[PROVIDED RECORDS Boundary: Start]

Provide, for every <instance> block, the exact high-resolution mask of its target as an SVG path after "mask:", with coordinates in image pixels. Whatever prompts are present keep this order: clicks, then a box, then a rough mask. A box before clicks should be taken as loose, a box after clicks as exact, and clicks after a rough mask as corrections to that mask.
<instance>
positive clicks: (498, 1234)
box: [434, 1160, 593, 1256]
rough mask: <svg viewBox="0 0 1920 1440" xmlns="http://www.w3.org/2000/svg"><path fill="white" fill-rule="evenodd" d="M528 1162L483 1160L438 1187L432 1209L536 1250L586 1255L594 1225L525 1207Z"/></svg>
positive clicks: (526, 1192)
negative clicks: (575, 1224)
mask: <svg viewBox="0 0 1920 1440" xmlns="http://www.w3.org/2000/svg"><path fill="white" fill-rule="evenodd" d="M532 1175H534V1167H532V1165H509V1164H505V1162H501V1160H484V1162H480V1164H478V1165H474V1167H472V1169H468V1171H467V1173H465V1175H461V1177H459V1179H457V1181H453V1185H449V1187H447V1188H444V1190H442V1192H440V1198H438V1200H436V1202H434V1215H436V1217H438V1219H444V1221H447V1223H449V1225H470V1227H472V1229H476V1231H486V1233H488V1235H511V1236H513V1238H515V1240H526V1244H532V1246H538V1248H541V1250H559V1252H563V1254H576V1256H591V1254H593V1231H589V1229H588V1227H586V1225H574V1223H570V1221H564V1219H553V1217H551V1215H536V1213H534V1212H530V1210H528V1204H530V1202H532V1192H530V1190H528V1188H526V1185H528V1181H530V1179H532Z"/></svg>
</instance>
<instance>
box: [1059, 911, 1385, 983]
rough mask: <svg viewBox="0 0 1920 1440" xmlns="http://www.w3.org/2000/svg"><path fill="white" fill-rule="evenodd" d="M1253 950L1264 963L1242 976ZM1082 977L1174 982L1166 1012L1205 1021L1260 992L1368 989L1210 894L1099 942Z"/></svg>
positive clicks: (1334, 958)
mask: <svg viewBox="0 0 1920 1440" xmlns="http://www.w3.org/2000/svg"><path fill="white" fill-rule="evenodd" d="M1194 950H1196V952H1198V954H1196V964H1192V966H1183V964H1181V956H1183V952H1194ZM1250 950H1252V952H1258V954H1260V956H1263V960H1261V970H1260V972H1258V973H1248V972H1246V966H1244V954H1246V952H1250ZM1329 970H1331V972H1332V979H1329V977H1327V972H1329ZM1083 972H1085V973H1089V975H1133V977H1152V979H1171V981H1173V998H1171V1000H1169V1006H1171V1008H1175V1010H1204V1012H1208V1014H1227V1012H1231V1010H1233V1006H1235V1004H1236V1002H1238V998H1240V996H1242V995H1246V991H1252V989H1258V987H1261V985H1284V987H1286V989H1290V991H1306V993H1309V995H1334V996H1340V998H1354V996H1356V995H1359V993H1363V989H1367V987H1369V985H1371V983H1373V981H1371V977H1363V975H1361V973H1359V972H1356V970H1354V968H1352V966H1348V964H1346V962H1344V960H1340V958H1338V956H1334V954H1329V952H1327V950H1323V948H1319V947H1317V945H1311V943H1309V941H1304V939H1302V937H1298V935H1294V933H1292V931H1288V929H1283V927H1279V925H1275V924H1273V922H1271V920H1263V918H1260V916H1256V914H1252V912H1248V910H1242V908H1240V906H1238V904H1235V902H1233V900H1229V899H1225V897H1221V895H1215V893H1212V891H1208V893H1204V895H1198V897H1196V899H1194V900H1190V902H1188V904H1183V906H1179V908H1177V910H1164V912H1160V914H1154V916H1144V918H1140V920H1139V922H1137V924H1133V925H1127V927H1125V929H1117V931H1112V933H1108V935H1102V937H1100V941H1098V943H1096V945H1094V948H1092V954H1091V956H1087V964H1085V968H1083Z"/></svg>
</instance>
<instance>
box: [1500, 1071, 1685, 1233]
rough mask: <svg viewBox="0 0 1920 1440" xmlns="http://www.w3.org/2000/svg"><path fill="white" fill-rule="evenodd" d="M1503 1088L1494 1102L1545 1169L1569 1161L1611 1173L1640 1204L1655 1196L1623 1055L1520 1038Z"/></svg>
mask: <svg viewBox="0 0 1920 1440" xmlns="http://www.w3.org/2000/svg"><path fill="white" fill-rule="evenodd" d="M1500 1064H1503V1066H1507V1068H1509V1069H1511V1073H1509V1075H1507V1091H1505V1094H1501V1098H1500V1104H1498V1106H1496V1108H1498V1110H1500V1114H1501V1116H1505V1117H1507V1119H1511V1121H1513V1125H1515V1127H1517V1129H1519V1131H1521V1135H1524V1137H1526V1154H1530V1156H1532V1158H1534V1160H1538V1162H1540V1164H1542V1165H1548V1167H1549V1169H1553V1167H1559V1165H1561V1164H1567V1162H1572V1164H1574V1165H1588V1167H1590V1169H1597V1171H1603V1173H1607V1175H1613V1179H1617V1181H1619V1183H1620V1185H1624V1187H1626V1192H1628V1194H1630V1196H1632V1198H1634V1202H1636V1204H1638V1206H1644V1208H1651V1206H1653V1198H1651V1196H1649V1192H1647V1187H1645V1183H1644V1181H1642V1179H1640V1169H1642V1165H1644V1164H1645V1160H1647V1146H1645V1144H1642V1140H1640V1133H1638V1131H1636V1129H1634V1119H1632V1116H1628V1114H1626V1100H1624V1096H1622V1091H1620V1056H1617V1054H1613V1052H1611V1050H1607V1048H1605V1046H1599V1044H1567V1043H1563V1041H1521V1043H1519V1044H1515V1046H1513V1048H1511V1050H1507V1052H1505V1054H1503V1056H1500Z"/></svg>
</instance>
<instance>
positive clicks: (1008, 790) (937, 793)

[PROVIDED RECORDS Boundary: End]

TASK TO CARRY OUT: Every line must be copied exactly as it stands above.

RESPONSE TO THE TASK:
Provide, for every <instance> block, the exact high-resolution mask of its target as an SVG path after "mask:", with coordinates in image pixels. Whatever prompts are present keep this order: clicks, then a box, then a rough mask. A box before clicks should be taken as loose, a box after clicks as exact, and clicks after a rough mask as corrections to that mask.
<instance>
positive clicks: (498, 1234)
box: [434, 1160, 593, 1256]
rough mask: <svg viewBox="0 0 1920 1440" xmlns="http://www.w3.org/2000/svg"><path fill="white" fill-rule="evenodd" d="M528 1162L483 1160L438 1187L432 1209L536 1250L586 1255L594 1225L525 1207Z"/></svg>
positive clicks: (526, 1192)
negative clicks: (575, 1224)
mask: <svg viewBox="0 0 1920 1440" xmlns="http://www.w3.org/2000/svg"><path fill="white" fill-rule="evenodd" d="M532 1175H534V1167H532V1165H509V1164H505V1162H501V1160H484V1162H480V1164H478V1165H474V1167H472V1169H468V1171H467V1173H465V1175H461V1177H459V1179H457V1181H453V1185H449V1187H447V1188H444V1190H442V1192H440V1198H438V1200H436V1202H434V1215H436V1217H438V1219H444V1221H447V1223H449V1225H470V1227H472V1229H476V1231H486V1233H488V1235H511V1236H513V1238H515V1240H526V1244H532V1246H538V1248H541V1250H559V1252H563V1254H576V1256H591V1254H593V1231H589V1229H588V1227H586V1225H574V1223H570V1221H564V1219H553V1217H551V1215H536V1213H534V1212H530V1210H528V1204H530V1202H532V1192H530V1190H528V1188H526V1185H528V1181H530V1179H532Z"/></svg>
</instance>
<instance>
box: [1059, 911, 1385, 983]
rough mask: <svg viewBox="0 0 1920 1440" xmlns="http://www.w3.org/2000/svg"><path fill="white" fill-rule="evenodd" d="M1253 950L1264 963L1242 976ZM1082 977L1174 982L1166 1012L1205 1021L1260 992L1368 989L1210 894L1099 942Z"/></svg>
positive clicks: (1334, 958)
mask: <svg viewBox="0 0 1920 1440" xmlns="http://www.w3.org/2000/svg"><path fill="white" fill-rule="evenodd" d="M1194 950H1196V952H1198V954H1196V964H1192V966H1183V964H1181V956H1183V952H1194ZM1250 950H1252V952H1258V954H1260V956H1263V960H1261V970H1260V972H1258V973H1248V972H1246V966H1244V954H1246V952H1250ZM1329 970H1331V972H1332V979H1329V977H1327V972H1329ZM1083 972H1085V973H1089V975H1133V977H1152V979H1171V981H1173V998H1171V1000H1169V1006H1171V1008H1175V1010H1204V1012H1208V1014H1227V1012H1231V1010H1233V1006H1235V1004H1236V1002H1238V998H1240V996H1242V995H1246V991H1252V989H1258V987H1261V985H1284V987H1286V989H1290V991H1306V993H1309V995H1334V996H1340V998H1354V996H1356V995H1359V993H1363V989H1367V987H1369V985H1371V983H1373V981H1371V977H1363V975H1361V973H1359V972H1356V970H1354V968H1352V966H1348V964H1346V962H1344V960H1340V958H1338V956H1334V954H1329V952H1327V950H1323V948H1319V947H1317V945H1311V943H1309V941H1304V939H1302V937H1298V935H1294V933H1292V931H1288V929H1283V927H1279V925H1275V924H1273V922H1271V920H1263V918H1260V916H1256V914H1252V912H1248V910H1242V908H1240V906H1238V904H1235V902H1233V900H1229V899H1225V897H1221V895H1215V893H1212V891H1208V893H1204V895H1198V897H1196V899H1194V900H1190V902H1188V904H1183V906H1179V908H1177V910H1164V912H1160V914H1154V916H1144V918H1140V920H1139V922H1137V924H1133V925H1127V927H1125V929H1117V931H1112V933H1108V935H1102V937H1100V941H1098V943H1096V945H1094V948H1092V954H1091V956H1087V964H1085V968H1083Z"/></svg>
</instance>
<instance>
box: [1500, 1071, 1685, 1233]
rough mask: <svg viewBox="0 0 1920 1440" xmlns="http://www.w3.org/2000/svg"><path fill="white" fill-rule="evenodd" d="M1503 1088L1494 1102L1545 1169L1569 1161L1611 1173L1640 1204L1655 1196L1623 1055L1520 1038Z"/></svg>
mask: <svg viewBox="0 0 1920 1440" xmlns="http://www.w3.org/2000/svg"><path fill="white" fill-rule="evenodd" d="M1500 1064H1503V1066H1507V1068H1509V1069H1511V1073H1509V1075H1507V1091H1505V1094H1501V1098H1500V1104H1498V1106H1496V1108H1498V1110H1500V1114H1501V1116H1505V1117H1507V1119H1511V1121H1513V1125H1515V1127H1517V1129H1519V1131H1521V1135H1524V1137H1526V1154H1530V1156H1532V1158H1534V1160H1538V1162H1540V1164H1542V1165H1548V1167H1549V1169H1553V1167H1559V1165H1561V1164H1567V1162H1572V1164H1574V1165H1588V1167H1590V1169H1597V1171H1603V1173H1607V1175H1613V1179H1617V1181H1619V1183H1620V1185H1624V1187H1626V1192H1628V1194H1630V1196H1632V1198H1634V1202H1636V1204H1638V1206H1644V1208H1651V1206H1653V1198H1651V1196H1649V1192H1647V1187H1645V1183H1644V1181H1642V1179H1640V1169H1642V1165H1644V1164H1645V1160H1647V1146H1645V1144H1642V1140H1640V1133H1638V1131H1636V1129H1634V1119H1632V1116H1628V1114H1626V1100H1624V1096H1622V1091H1620V1056H1617V1054H1613V1052H1611V1050H1607V1048H1605V1046H1599V1044H1567V1043H1563V1041H1521V1043H1519V1044H1515V1046H1513V1048H1511V1050H1507V1052H1505V1054H1503V1056H1500Z"/></svg>
</instance>
<instance>
positive clicks: (1008, 790) (937, 793)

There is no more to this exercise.